• [Task to carry out]: Rewrite the records below as a JSON list of strings with one string per line, skipping any blank lines. Leave the pictures out of the list.

• [Stored data]:
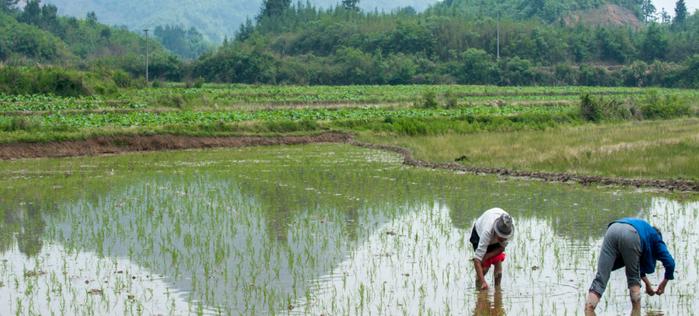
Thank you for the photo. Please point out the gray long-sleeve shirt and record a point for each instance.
(485, 227)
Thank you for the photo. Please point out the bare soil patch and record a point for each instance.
(123, 144)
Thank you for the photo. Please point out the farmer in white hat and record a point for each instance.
(489, 237)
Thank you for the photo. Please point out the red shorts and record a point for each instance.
(497, 259)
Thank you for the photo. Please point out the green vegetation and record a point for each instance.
(35, 34)
(286, 218)
(657, 149)
(455, 42)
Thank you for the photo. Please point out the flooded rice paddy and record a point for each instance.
(319, 229)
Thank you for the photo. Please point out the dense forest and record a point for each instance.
(454, 41)
(215, 19)
(299, 44)
(35, 34)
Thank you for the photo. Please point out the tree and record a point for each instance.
(91, 18)
(273, 8)
(32, 13)
(680, 13)
(648, 10)
(665, 17)
(8, 5)
(654, 45)
(350, 5)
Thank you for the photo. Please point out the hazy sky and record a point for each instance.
(669, 5)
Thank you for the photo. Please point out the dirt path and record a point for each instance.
(123, 144)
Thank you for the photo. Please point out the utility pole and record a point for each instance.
(146, 31)
(498, 32)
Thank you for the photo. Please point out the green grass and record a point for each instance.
(651, 149)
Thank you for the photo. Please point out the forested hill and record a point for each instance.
(299, 44)
(216, 19)
(36, 34)
(550, 11)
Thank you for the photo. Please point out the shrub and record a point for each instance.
(429, 100)
(589, 109)
(18, 124)
(655, 107)
(451, 99)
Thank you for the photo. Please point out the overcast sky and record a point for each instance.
(669, 5)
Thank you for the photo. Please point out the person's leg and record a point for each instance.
(630, 249)
(605, 264)
(498, 274)
(474, 242)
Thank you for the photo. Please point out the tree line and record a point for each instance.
(452, 42)
(300, 44)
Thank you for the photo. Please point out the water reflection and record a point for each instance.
(315, 229)
(486, 307)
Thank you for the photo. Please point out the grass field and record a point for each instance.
(523, 128)
(652, 149)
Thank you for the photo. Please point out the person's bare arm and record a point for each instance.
(478, 265)
(649, 287)
(661, 287)
(493, 253)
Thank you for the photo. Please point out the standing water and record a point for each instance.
(320, 229)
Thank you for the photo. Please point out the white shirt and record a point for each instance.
(485, 227)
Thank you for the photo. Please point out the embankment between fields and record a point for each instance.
(124, 144)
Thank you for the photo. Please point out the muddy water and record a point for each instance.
(321, 229)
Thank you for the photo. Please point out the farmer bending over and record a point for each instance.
(636, 245)
(489, 238)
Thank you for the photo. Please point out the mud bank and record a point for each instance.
(671, 185)
(124, 144)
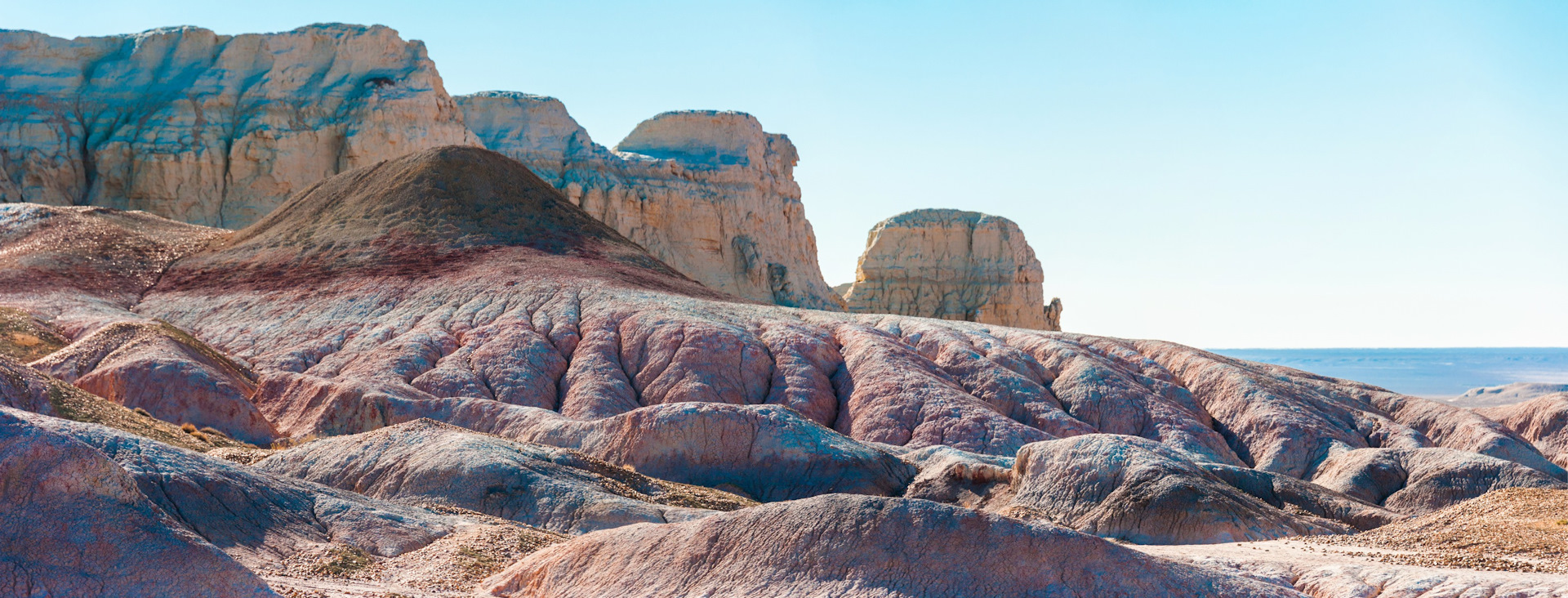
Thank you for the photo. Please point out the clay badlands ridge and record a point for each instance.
(274, 320)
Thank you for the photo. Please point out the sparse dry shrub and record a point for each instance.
(291, 443)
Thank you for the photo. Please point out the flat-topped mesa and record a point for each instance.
(956, 266)
(707, 192)
(421, 216)
(206, 127)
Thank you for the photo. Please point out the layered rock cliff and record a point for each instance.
(455, 284)
(218, 131)
(206, 127)
(707, 192)
(956, 266)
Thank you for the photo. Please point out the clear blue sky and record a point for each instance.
(1215, 173)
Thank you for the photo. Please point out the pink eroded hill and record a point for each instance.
(453, 284)
(458, 286)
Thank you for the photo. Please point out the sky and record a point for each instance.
(1215, 173)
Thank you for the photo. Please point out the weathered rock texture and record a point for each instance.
(25, 338)
(206, 127)
(29, 390)
(1544, 421)
(457, 286)
(453, 284)
(167, 373)
(1286, 421)
(1506, 395)
(76, 524)
(256, 517)
(845, 545)
(1293, 495)
(1137, 490)
(434, 463)
(954, 266)
(83, 267)
(707, 192)
(1423, 480)
(218, 131)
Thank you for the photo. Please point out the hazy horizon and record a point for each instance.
(1233, 175)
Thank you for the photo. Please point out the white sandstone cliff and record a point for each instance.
(216, 131)
(206, 127)
(956, 266)
(707, 192)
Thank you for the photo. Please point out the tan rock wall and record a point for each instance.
(956, 266)
(206, 127)
(707, 192)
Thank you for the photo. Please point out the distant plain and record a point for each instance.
(1423, 373)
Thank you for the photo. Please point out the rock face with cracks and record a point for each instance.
(256, 517)
(29, 390)
(1544, 421)
(843, 545)
(78, 524)
(218, 131)
(207, 127)
(453, 284)
(1140, 492)
(1423, 480)
(707, 192)
(457, 286)
(952, 266)
(167, 373)
(546, 487)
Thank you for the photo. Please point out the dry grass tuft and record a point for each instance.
(27, 338)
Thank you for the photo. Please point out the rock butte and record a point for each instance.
(218, 131)
(707, 192)
(453, 286)
(457, 344)
(952, 266)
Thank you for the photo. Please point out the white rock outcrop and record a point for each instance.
(206, 127)
(707, 192)
(956, 266)
(218, 131)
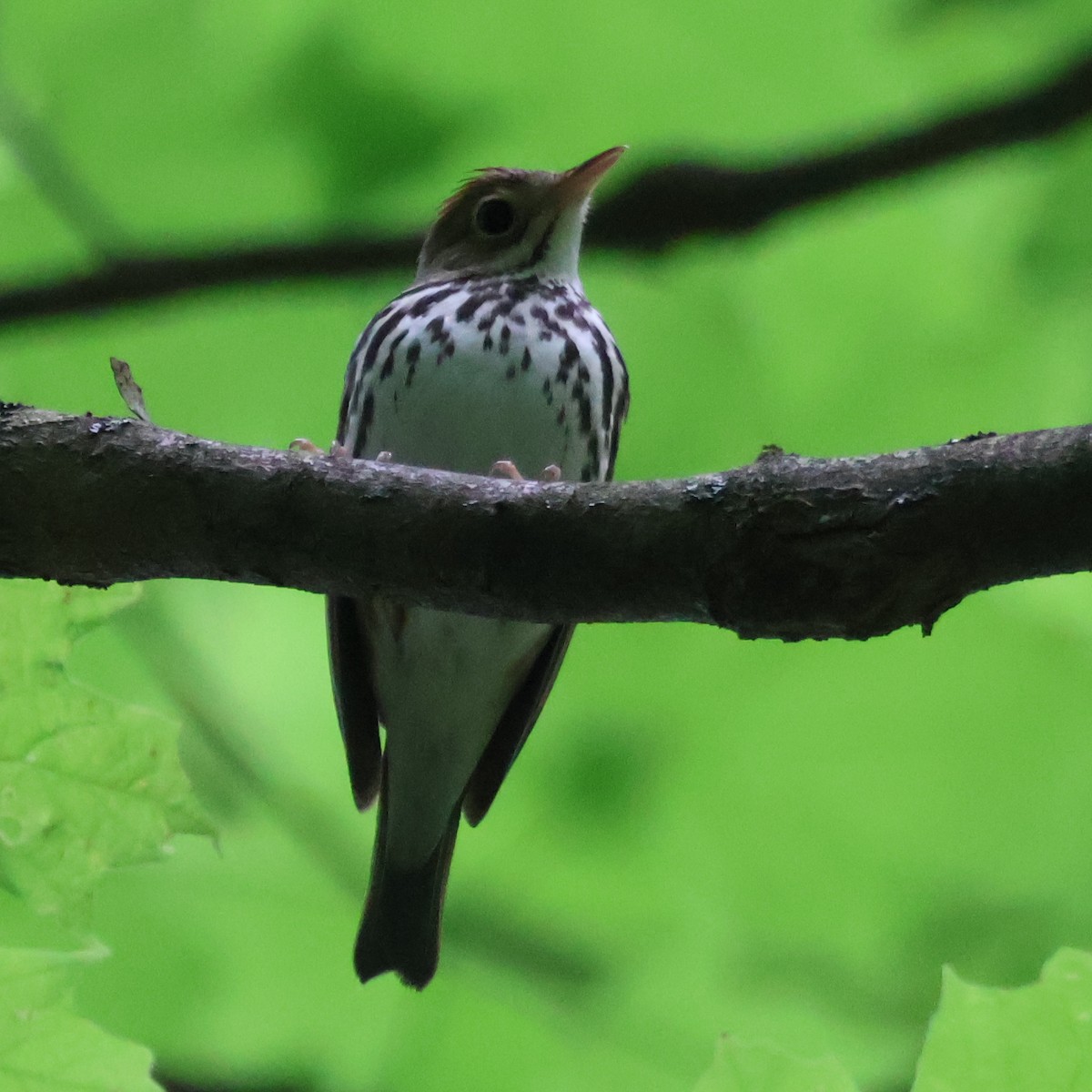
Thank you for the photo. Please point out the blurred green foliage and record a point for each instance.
(703, 835)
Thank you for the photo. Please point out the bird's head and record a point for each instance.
(520, 222)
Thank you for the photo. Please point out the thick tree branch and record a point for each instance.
(787, 547)
(651, 211)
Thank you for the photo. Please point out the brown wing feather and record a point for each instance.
(355, 698)
(514, 726)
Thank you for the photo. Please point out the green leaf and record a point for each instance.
(86, 784)
(743, 1066)
(1025, 1040)
(44, 1046)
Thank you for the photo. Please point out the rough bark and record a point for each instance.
(786, 547)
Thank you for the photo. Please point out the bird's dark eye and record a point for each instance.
(494, 217)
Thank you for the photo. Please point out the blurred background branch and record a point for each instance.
(652, 210)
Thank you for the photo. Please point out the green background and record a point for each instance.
(703, 835)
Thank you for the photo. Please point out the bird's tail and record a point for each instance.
(401, 926)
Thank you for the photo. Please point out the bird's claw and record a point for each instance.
(305, 447)
(505, 468)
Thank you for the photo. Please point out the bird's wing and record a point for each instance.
(355, 698)
(514, 726)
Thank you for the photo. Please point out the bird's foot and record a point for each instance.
(505, 468)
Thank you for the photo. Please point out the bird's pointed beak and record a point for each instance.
(576, 186)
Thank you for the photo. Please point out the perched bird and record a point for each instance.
(491, 360)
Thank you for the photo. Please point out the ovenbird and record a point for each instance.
(491, 359)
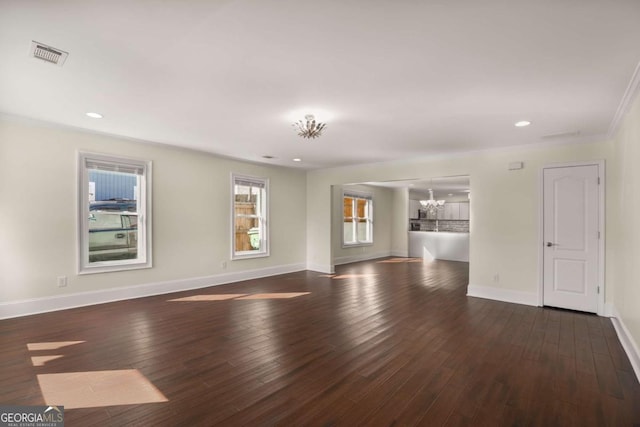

• [Full answer]:
[
  "Thank you for the photo. Please point out the gray long-sleeve shirt and record a point for each instance.",
  "(485, 227)",
  "Thank you for the photo. Please point out the bare soil patch and record a point for each instance.",
  "(123, 144)",
  "Thank you for the photo. Please point out the farmer in white hat and record a point for each instance.",
  "(489, 237)",
  "Thank you for the photo. Please point out the red shorts and record a point for each instance.",
  "(497, 259)",
  "Thank you for the photo. Please point out the green vegetation and record a point for each instance.",
  "(35, 34)",
  "(286, 218)",
  "(657, 149)",
  "(455, 42)",
  "Thank you for the photo. Please point out the flooded rice paddy and record a point for each instance.",
  "(319, 229)",
  "Thank you for the photo. Please point out the dense forest and record a point for each instance.",
  "(454, 41)",
  "(215, 19)",
  "(299, 44)",
  "(35, 34)",
  "Thank you for the photo. Please point out the tree and record a point for each instance.",
  "(91, 18)",
  "(273, 8)",
  "(32, 13)",
  "(680, 13)",
  "(648, 10)",
  "(665, 17)",
  "(8, 5)",
  "(654, 45)",
  "(350, 5)",
  "Thank you for the photo. Please point out the hazy sky and record a point for each instance.",
  "(669, 5)",
  "Thank you for the photo. Please point out the dirt path and record a point for each instance.",
  "(123, 144)",
  "Thank you for the photo. Please point out the utility pole and record a point for each instance.",
  "(146, 31)",
  "(498, 32)",
  "Thank you for the photo. Please point out the green grass and record a point for each instance.",
  "(651, 149)",
  "Thank you for the photo. Please point out the forested hill and record a point for each instance.",
  "(299, 44)",
  "(216, 19)",
  "(36, 34)",
  "(550, 11)",
  "Thank you for the photo. Please point out the shrub and record a point for each instance.",
  "(429, 100)",
  "(589, 109)",
  "(18, 124)",
  "(655, 107)",
  "(451, 99)",
  "Thank you for the photo. Please point out the overcast sky and record a point for each instance.",
  "(669, 5)",
  "Thank you for the photo. Please point out the person's leg and record a point for each instance.",
  "(630, 249)",
  "(605, 264)",
  "(498, 274)",
  "(474, 242)",
  "Thank you for the photo. Please point out the tree line and record a point for each instance.",
  "(452, 42)",
  "(300, 44)",
  "Thank you for the photo. Please point out the water reflection and record a point for each instance.",
  "(315, 229)",
  "(486, 307)",
  "Thank you for the photo. Please point out the grass field and record a point for each instance.",
  "(523, 128)",
  "(652, 149)",
  "Thank you for the photo. Please point out the person's bare arm and record a point for each instance.",
  "(478, 265)",
  "(649, 287)",
  "(661, 287)",
  "(493, 253)",
  "Thank you for the photo. Please point out the standing water and record a point for each instance.",
  "(320, 229)",
  "Thank you for the photo. Please point out the white shirt and record a point for each instance.",
  "(485, 227)",
  "Thank you for the photo. Please point out the embankment between fields and record a point for each instance.",
  "(124, 144)",
  "Thank you for the photo. Please point out the muddy water and record a point for each instance.",
  "(321, 229)",
  "Thank you for the photo. Please point out the farmer bending over and record a point for each instance.",
  "(636, 245)",
  "(489, 238)",
  "Thank you for the photo. Please point out the mud bank and record a point for each instance.",
  "(671, 185)",
  "(124, 144)",
  "Thank you for the photo. Please point out the clay badlands ridge and record a point for each instance.",
  "(274, 320)",
  "Thank you for the photo. Please point out the sparse dry shrub and record a point for each instance.",
  "(291, 443)",
  "Thank you for the photo. Please point out the flat-topped mesa and record a point for each instance.",
  "(956, 266)",
  "(707, 192)",
  "(421, 216)",
  "(206, 127)",
  "Thank you for the photo. Please point out the layered rock cliff and record a point for each instance.",
  "(455, 284)",
  "(218, 131)",
  "(206, 127)",
  "(707, 192)",
  "(956, 266)",
  "Thank you for the photo. Please point out the clear blue sky and record a point for each instance.",
  "(1215, 173)",
  "Thank you for the photo. Please point out the pink eroded hill and record a point for each instance.",
  "(453, 284)",
  "(458, 286)",
  "Thank you for the photo. Please point out the sky and record a point for each instance.",
  "(1215, 173)",
  "Thank you for the photo. Please point out the weathered rock texture and record a point for each instance.",
  "(25, 338)",
  "(206, 127)",
  "(29, 390)",
  "(1544, 421)",
  "(457, 286)",
  "(453, 284)",
  "(167, 373)",
  "(1286, 421)",
  "(1506, 395)",
  "(76, 524)",
  "(256, 517)",
  "(845, 545)",
  "(1293, 495)",
  "(1137, 490)",
  "(434, 463)",
  "(954, 266)",
  "(83, 267)",
  "(707, 192)",
  "(1423, 480)",
  "(218, 131)",
  "Thank you for the photo. Please point out the hazy horizon and record a point for each instance.",
  "(1233, 175)",
  "Thank you for the photo. Please point out the white sandstone cliff and record a point for each instance.",
  "(216, 131)",
  "(206, 127)",
  "(956, 266)",
  "(707, 192)",
  "Thank you for the photo. Please point out the tan rock wall and record a point for each instance.",
  "(956, 266)",
  "(206, 127)",
  "(707, 192)",
  "Thank you for the photo. Please point out the distant plain and record a point for each instance.",
  "(1423, 373)",
  "Thank you for the photo. Please point out the rock face with cracks and record a point for each instance.",
  "(256, 517)",
  "(29, 390)",
  "(1544, 421)",
  "(843, 545)",
  "(78, 524)",
  "(218, 131)",
  "(207, 127)",
  "(453, 284)",
  "(1140, 492)",
  "(1423, 480)",
  "(707, 192)",
  "(457, 286)",
  "(952, 266)",
  "(167, 373)",
  "(546, 487)",
  "Thank you for the photo. Please point out the dry grass tuft and record a point for each instance.",
  "(27, 338)",
  "Thank you for the photo. Please point out the rock butte and record a point for each instance.",
  "(218, 131)",
  "(707, 192)",
  "(453, 286)",
  "(457, 344)",
  "(952, 266)",
  "Thank you for the photo. Please point out the white rock outcrop and record a point for each instance.",
  "(206, 127)",
  "(707, 192)",
  "(956, 266)",
  "(218, 131)",
  "Thank you for the photo. Please point out the blurred green foliage and record a point for each instance.",
  "(703, 835)",
  "Thank you for the photo. Please point out the bird's head and record a point for each instance.",
  "(520, 222)",
  "Thank you for the photo. Please point out the thick tree branch and record a point for each instance.",
  "(787, 547)",
  "(651, 211)",
  "Thank you for the photo. Please point out the brown wing feather and record a point for each instance.",
  "(355, 698)",
  "(514, 726)",
  "Thank you for the photo. Please point out the green leaf and record a point for each instance.",
  "(86, 784)",
  "(743, 1066)",
  "(1025, 1040)",
  "(44, 1046)",
  "Thank you for the photo. Please point out the rough bark and record a point for each instance.",
  "(786, 547)",
  "Thank you for the photo. Please point out the bird's dark eye and record a point for each instance.",
  "(494, 217)",
  "Thank you for the photo. Please point out the blurred background branch and record a point for each instance.",
  "(652, 210)",
  "Thank you for the photo. Please point out the green background and record a point for each instance.",
  "(703, 835)",
  "Thank you for the photo. Please point out the bird's tail and record a point for each instance.",
  "(401, 926)",
  "Thank you for the photo. Please point out the bird's claw and record a point for each instance.",
  "(305, 447)",
  "(505, 468)",
  "Thank you for the photo. Please point out the bird's wing and record a point for each instance.",
  "(355, 698)",
  "(514, 726)",
  "Thank you for the photo. Please point out the bird's foot and record a point for each instance.",
  "(505, 468)",
  "Thank you for the photo. Please point out the bird's pointed beak and record a point for each instance.",
  "(576, 186)",
  "Thank you for the photo. Please point out the perched bird and record a point for each instance.",
  "(491, 360)",
  "Thank you for the photo. Please point out the ovenbird and record a point for each instance.",
  "(491, 359)"
]